◆ WHAT THE EXERCISE ASKS ◆
Output the first line below and each one after it, exactly, up to and including the line holding "Spot the light". Pictures should not be copied.
══════════
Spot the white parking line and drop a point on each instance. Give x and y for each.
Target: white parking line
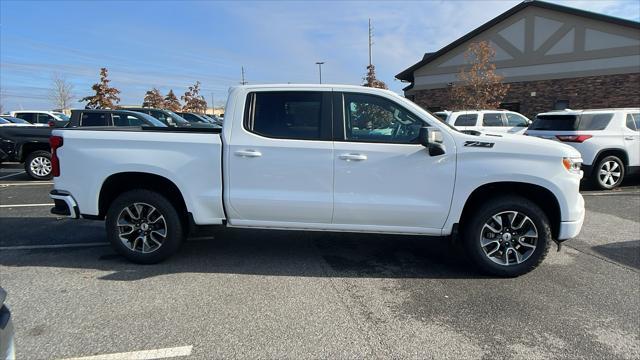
(142, 355)
(27, 183)
(56, 246)
(10, 175)
(25, 205)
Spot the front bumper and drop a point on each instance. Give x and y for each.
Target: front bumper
(64, 204)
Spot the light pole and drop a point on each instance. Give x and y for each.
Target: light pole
(319, 63)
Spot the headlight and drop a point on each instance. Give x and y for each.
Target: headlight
(572, 164)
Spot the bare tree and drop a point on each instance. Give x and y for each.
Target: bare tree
(193, 101)
(61, 92)
(105, 96)
(153, 99)
(479, 87)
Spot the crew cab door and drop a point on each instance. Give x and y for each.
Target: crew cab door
(384, 179)
(280, 160)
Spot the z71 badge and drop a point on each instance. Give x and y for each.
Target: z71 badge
(478, 144)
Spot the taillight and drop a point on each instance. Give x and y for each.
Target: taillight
(56, 142)
(573, 138)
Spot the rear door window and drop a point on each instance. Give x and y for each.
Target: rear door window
(289, 115)
(466, 120)
(95, 119)
(492, 119)
(30, 117)
(594, 121)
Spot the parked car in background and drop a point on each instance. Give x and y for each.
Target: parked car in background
(495, 121)
(6, 120)
(42, 118)
(508, 197)
(608, 139)
(7, 343)
(168, 117)
(104, 117)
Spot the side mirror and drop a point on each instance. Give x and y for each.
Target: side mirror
(431, 139)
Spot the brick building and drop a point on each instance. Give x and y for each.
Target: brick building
(553, 57)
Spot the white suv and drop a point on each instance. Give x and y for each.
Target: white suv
(497, 121)
(608, 139)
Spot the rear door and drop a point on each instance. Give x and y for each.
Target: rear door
(384, 179)
(632, 138)
(280, 160)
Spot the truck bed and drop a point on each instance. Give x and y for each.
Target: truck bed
(190, 158)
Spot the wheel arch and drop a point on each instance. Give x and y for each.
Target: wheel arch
(119, 183)
(541, 196)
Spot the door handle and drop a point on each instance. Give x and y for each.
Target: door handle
(248, 153)
(353, 157)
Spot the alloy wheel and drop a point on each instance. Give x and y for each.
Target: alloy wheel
(609, 173)
(141, 228)
(508, 238)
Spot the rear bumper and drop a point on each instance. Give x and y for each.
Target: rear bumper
(571, 229)
(64, 204)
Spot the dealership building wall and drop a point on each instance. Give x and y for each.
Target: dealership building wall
(553, 57)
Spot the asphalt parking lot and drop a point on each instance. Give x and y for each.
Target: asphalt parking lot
(259, 294)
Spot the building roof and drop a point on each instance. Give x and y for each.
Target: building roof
(407, 74)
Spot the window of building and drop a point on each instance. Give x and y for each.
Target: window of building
(286, 115)
(94, 119)
(373, 118)
(466, 120)
(492, 119)
(512, 106)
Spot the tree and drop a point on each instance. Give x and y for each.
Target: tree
(105, 97)
(193, 101)
(479, 87)
(171, 102)
(153, 99)
(61, 92)
(370, 79)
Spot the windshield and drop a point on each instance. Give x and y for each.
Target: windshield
(62, 116)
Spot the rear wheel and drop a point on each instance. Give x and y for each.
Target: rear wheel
(144, 226)
(609, 173)
(38, 165)
(507, 236)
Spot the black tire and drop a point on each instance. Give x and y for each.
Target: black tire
(472, 232)
(174, 227)
(36, 165)
(604, 183)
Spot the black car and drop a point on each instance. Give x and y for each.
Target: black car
(104, 117)
(168, 117)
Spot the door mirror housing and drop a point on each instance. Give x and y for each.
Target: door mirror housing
(431, 138)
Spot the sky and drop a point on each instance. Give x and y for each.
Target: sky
(173, 44)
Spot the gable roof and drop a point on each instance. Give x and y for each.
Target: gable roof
(407, 74)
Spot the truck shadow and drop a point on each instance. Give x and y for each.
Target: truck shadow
(252, 252)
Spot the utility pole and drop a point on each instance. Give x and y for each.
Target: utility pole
(370, 41)
(243, 82)
(319, 63)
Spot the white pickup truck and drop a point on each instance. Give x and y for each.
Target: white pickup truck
(327, 158)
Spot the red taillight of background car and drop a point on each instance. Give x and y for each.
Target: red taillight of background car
(573, 138)
(56, 142)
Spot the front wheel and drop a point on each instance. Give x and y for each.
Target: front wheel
(507, 236)
(144, 226)
(38, 165)
(609, 173)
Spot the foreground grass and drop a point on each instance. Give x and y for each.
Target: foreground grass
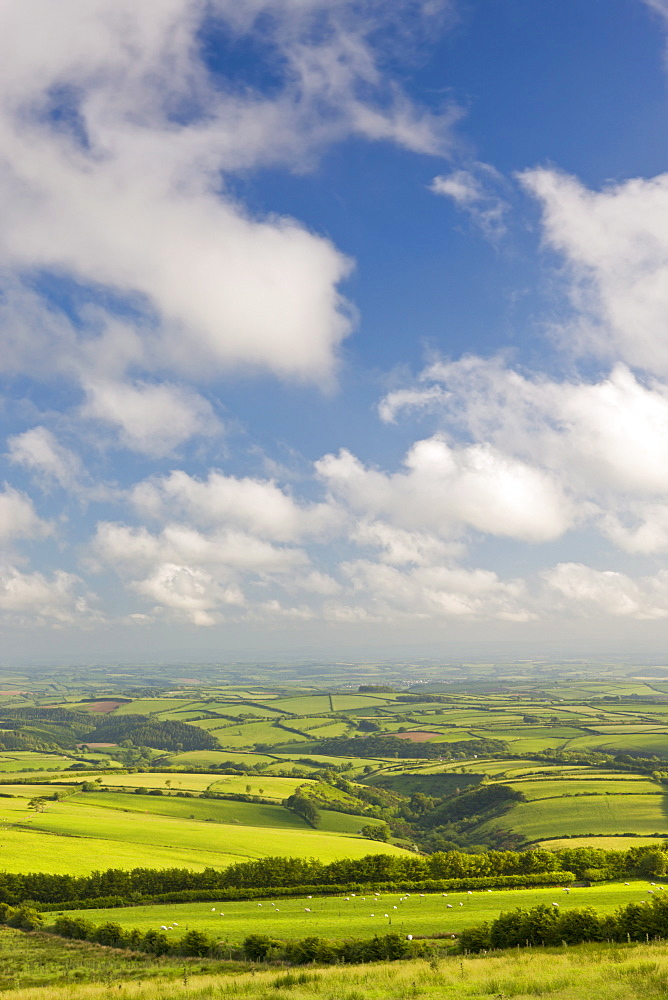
══════════
◆ RESULT FOR THIS EXERCISE ◆
Spot the white parking line and drop a point on each instance. Give x and y for each.
Target: white parking line
(142, 355)
(27, 183)
(56, 246)
(10, 175)
(25, 205)
Spot the front bumper and drop a point on each instance. Give x and y for each.
Target: front bumper
(64, 204)
Spot the light pole and drop a point on each instance. Give x and y for each.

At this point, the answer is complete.